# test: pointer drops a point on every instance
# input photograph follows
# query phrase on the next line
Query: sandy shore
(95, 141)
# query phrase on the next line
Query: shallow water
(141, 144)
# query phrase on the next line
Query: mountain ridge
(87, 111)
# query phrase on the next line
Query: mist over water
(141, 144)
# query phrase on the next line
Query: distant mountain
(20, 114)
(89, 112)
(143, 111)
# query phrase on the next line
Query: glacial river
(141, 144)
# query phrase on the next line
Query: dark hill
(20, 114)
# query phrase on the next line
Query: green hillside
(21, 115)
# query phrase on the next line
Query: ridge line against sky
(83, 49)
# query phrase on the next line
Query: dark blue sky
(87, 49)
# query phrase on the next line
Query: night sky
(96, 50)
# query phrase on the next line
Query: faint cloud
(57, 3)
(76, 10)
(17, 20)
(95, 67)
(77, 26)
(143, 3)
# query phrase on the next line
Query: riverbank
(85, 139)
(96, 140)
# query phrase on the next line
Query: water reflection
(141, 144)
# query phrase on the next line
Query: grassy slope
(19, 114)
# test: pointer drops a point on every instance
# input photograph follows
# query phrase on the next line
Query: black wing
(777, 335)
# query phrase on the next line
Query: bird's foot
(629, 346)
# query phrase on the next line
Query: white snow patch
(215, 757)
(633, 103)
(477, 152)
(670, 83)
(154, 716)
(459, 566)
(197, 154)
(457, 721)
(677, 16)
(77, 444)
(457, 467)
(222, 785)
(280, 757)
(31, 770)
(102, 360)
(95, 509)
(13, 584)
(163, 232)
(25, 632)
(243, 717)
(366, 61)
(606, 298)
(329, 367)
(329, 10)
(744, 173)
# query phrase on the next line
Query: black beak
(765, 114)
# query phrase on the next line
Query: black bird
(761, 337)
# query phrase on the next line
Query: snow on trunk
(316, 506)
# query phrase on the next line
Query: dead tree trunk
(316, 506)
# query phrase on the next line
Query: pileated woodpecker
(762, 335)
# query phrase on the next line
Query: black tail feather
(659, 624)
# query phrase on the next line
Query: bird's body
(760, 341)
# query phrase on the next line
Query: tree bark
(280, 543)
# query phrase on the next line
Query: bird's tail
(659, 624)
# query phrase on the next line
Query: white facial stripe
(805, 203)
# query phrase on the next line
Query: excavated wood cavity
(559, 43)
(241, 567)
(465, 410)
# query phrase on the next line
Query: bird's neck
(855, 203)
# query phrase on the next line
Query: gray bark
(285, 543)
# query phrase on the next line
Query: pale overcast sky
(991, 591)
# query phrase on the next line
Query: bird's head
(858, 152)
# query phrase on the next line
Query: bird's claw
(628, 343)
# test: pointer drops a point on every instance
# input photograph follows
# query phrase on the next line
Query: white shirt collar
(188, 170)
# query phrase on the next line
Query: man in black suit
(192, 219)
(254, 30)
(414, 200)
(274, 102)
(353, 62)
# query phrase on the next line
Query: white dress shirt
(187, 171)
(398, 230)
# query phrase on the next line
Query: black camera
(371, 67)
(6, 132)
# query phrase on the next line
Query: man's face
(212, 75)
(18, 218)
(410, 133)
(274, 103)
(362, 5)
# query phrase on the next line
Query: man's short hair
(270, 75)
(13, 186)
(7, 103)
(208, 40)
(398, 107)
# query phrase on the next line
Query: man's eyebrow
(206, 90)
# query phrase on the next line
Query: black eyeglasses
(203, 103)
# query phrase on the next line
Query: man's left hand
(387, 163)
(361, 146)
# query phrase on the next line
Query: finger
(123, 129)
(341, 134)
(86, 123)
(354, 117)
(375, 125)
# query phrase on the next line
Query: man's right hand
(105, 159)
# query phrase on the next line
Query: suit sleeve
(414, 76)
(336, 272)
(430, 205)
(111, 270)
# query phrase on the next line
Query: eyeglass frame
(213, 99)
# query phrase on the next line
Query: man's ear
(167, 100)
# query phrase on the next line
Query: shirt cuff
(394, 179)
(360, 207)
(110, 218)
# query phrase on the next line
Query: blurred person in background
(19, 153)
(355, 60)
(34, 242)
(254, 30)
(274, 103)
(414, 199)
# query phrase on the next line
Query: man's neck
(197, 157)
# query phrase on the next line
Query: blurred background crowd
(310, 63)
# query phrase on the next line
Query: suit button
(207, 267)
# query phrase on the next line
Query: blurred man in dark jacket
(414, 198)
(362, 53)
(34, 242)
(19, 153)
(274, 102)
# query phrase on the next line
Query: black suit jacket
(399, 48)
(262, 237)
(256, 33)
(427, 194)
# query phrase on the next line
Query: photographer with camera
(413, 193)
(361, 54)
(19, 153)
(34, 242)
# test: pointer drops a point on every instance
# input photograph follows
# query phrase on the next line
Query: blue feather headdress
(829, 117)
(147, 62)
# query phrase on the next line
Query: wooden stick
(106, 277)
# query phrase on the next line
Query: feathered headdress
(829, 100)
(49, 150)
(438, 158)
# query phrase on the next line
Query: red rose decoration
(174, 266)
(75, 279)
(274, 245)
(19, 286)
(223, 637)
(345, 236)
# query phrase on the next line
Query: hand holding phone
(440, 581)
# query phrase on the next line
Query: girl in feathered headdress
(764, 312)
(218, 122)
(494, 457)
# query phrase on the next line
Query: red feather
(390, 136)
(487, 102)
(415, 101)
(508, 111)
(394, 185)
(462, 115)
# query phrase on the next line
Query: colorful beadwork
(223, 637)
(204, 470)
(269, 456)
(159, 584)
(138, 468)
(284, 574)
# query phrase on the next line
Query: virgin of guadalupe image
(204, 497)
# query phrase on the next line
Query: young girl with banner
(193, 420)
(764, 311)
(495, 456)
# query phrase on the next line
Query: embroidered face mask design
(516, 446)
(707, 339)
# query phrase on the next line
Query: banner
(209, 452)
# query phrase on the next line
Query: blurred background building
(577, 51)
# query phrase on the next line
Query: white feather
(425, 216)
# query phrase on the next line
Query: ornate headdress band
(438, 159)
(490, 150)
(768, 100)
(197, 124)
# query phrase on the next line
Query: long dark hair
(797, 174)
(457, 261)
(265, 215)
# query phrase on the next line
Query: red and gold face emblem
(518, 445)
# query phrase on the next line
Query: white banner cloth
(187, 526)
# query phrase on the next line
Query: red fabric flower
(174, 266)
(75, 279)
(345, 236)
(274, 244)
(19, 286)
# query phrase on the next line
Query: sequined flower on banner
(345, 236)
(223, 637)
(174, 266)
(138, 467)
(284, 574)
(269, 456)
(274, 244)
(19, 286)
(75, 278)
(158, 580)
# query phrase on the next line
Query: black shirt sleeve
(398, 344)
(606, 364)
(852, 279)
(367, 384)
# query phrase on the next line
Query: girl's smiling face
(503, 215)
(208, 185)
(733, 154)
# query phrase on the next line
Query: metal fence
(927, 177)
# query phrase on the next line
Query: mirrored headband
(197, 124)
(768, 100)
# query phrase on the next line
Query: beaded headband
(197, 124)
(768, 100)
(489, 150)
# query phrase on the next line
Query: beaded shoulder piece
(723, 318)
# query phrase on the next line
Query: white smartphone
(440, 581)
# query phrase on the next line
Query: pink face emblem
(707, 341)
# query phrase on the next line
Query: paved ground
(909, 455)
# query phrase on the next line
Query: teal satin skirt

☆ ☆ ☆ ☆ ☆ ☆ ☆

-- Exercise instructions --
This task calls for the material above to be duplicated verbatim.

-- Task result --
# test: pointer drops a point on every instance
# input photograph follows
# query phrase on the next line
Query: sandy shore
(95, 141)
# query phrase on the next line
Query: shallow water
(141, 144)
# query phrase on the next line
Query: mountain ridge
(87, 111)
# query phrase on the next line
Query: mist over water
(141, 144)
# query phrase on the next line
Query: distant mountain
(20, 114)
(89, 112)
(143, 111)
# query phrase on the next line
Query: glacial river
(141, 144)
# query phrase on the next line
Query: dark hill
(20, 114)
# query phrase on the next line
Query: green hillside
(21, 115)
# query phrase on the next line
Query: ridge line against sky
(83, 49)
# query phrase on the next line
Query: dark blue sky
(87, 49)
# query phrase on the next line
Query: night sky
(96, 50)
# query phrase on the next line
Query: faint cloud
(57, 3)
(76, 10)
(17, 20)
(95, 67)
(77, 26)
(143, 3)
# query phrase on the next line
Query: riverbank
(85, 139)
(96, 140)
# query phrase on the next line
Query: water reflection
(141, 144)
# query phrase on the next line
Query: grassy slope
(19, 114)
# test: pointer drops a point on every instance
# input photograph follows
# query phrase on the next line
Query: black wing
(777, 335)
# query phrase on the next line
Query: bird's foot
(629, 346)
# query phrase on the next line
Query: white snow patch
(215, 757)
(633, 103)
(477, 152)
(670, 83)
(154, 716)
(459, 566)
(197, 154)
(457, 721)
(677, 16)
(77, 444)
(457, 467)
(222, 785)
(280, 757)
(31, 770)
(102, 360)
(95, 509)
(13, 584)
(163, 232)
(25, 632)
(243, 717)
(366, 61)
(606, 298)
(329, 367)
(329, 10)
(744, 173)
# query phrase on the next line
Query: black beak
(765, 114)
# query phrase on the next line
Query: black bird
(761, 337)
# query phrase on the next line
Query: snow on trunk
(316, 506)
# query phrase on the next line
Query: dead tree trunk
(316, 506)
# query phrase on the next line
Query: pileated woodpecker
(762, 335)
# query phrase on the next line
Query: black tail feather
(659, 624)
# query phrase on the next line
Query: bird's body
(760, 341)
# query phrase on the next line
Query: tree bark
(280, 543)
# query phrase on the next line
Query: bird's tail
(659, 624)
# query phrase on the next line
Query: white facial stripe
(805, 203)
# query phrase on the next line
Query: excavated wood cavity
(559, 43)
(241, 567)
(465, 410)
# query phrase on the next line
Query: bird's neck
(855, 203)
# query phrase on the next line
Query: gray bark
(285, 543)
# query phrase on the next line
Query: pale overcast sky
(991, 591)
# query phrase on the next line
Query: bird's head
(858, 152)
# query phrase on the next line
Query: bird's claw
(628, 343)
# test: pointer drops a point on every instance
# input photograph follows
# query phrase on the next line
Query: white shirt collar
(188, 170)
# query phrase on the next line
Query: man in black suit
(192, 219)
(254, 30)
(414, 200)
(274, 102)
(353, 62)
# query phrase on the next line
Query: white dress shirt
(187, 171)
(398, 230)
# query phrase on the next line
Query: black camera
(371, 67)
(6, 132)
# query phrase on the next line
Query: man's face
(212, 75)
(18, 218)
(410, 133)
(274, 103)
(362, 5)
# query phrase on the next line
Query: man's short hair
(270, 75)
(13, 186)
(7, 103)
(208, 40)
(398, 107)
# query phrase on the next line
Query: man's eyebrow
(206, 90)
# query phrase on the next line
Query: black eyeglasses
(203, 103)
# query phrase on the next line
Query: man's left hand
(387, 163)
(361, 146)
# query phrase on the next line
Query: finger
(123, 129)
(341, 134)
(86, 123)
(354, 117)
(375, 125)
# query phrase on the next line
Query: man's right hand
(105, 159)
# query phrase on the next line
Query: suit sleeve
(414, 76)
(336, 272)
(430, 205)
(111, 270)
# query phrase on the next line
Query: eyeglass frame
(213, 99)
# query phrase on the next line
Query: man's ear
(167, 100)
# query phrase on the next line
Query: shirt cuff
(394, 179)
(360, 207)
(110, 218)
# query phrase on the next line
Query: blurred person in background
(19, 153)
(355, 60)
(34, 242)
(254, 30)
(274, 103)
(414, 199)
# query phrase on the next line
Query: man's neck
(197, 157)
# query phrase on the next line
Query: blurred background crowd
(310, 63)
# query phrase on the next line
Query: suit button
(207, 267)
# query phrase on the next line
Query: blurred man in dark jacket
(414, 198)
(362, 53)
(34, 242)
(19, 153)
(274, 102)
# query phrase on the next line
Query: black suit jacket
(399, 48)
(262, 237)
(256, 33)
(427, 194)
# query phrase on the next line
Query: photographer with camera
(413, 193)
(361, 54)
(19, 153)
(34, 242)
# test: pointer drops a point on every instance
# input photograph follows
# query phrase on the next line
Query: blue feather headdress
(829, 117)
(147, 62)
# query phrase on the next line
Query: wooden stick
(106, 277)
# query phrase on the next line
Query: feathered headdress
(829, 100)
(49, 150)
(438, 158)
# query phrase on the next line
Query: red rose decoration
(174, 266)
(75, 279)
(274, 245)
(19, 286)
(223, 637)
(345, 236)
# query phrase on the next line
Query: hand holding phone
(440, 581)
# query phrase on the next line
Query: girl in feathered headdress
(764, 312)
(218, 122)
(494, 457)
# query phrase on the next line
Query: red feather
(390, 136)
(487, 102)
(415, 101)
(508, 111)
(394, 185)
(462, 115)
# query phrase on the next line
Query: colorful beadwork
(223, 637)
(204, 470)
(269, 456)
(159, 584)
(138, 468)
(284, 574)
# query phrase on the next line
Query: virgin of guadalupe image
(204, 497)
# query phrase on the next line
Query: young girl with banner
(193, 420)
(764, 311)
(495, 456)
# query phrase on the next line
Query: embroidered face mask design
(516, 446)
(707, 339)
# query phrase on the next line
Query: banner
(209, 452)
# query phrase on the next line
Query: blurred background building
(577, 51)
# query phrase on the next line
Query: white feather
(425, 216)
# query phrase on the next line
Query: ornate headdress band
(438, 159)
(490, 150)
(768, 100)
(197, 124)
# query phrase on the next line
Query: long dark hair
(797, 174)
(457, 261)
(265, 215)
# query phrase on the next line
Query: red and gold face emblem
(518, 445)
# query phrase on the next line
Query: white banner cloth
(187, 526)
# query phrase on the next line
Query: red fabric flower
(174, 266)
(75, 279)
(345, 236)
(274, 244)
(19, 286)
# query phrase on the next line
Query: sequined flower on banner
(345, 236)
(223, 637)
(174, 266)
(138, 467)
(284, 574)
(269, 456)
(274, 244)
(19, 286)
(75, 278)
(158, 580)
# query phrase on the next line
Query: black shirt sleeve
(398, 344)
(606, 364)
(852, 279)
(367, 384)
# query phrase on the next line
Query: girl's smiling face
(503, 215)
(208, 185)
(733, 154)
# query phrase on the next line
Query: metal fence
(927, 177)
# query phrase on the next line
Query: mirrored headband
(197, 124)
(768, 100)
# query phrase on the next line
Query: beaded headband
(197, 124)
(768, 100)
(489, 150)
# query phrase on the next line
Query: beaded shoulder piece
(723, 318)
# query phrase on the next line
Query: white smartphone
(440, 581)
# query phrase on the next line
Query: pink face emblem
(707, 341)
# query phrase on the next line
Query: paved ground
(909, 455)
# query phrase on the next line
Query: teal satin skirt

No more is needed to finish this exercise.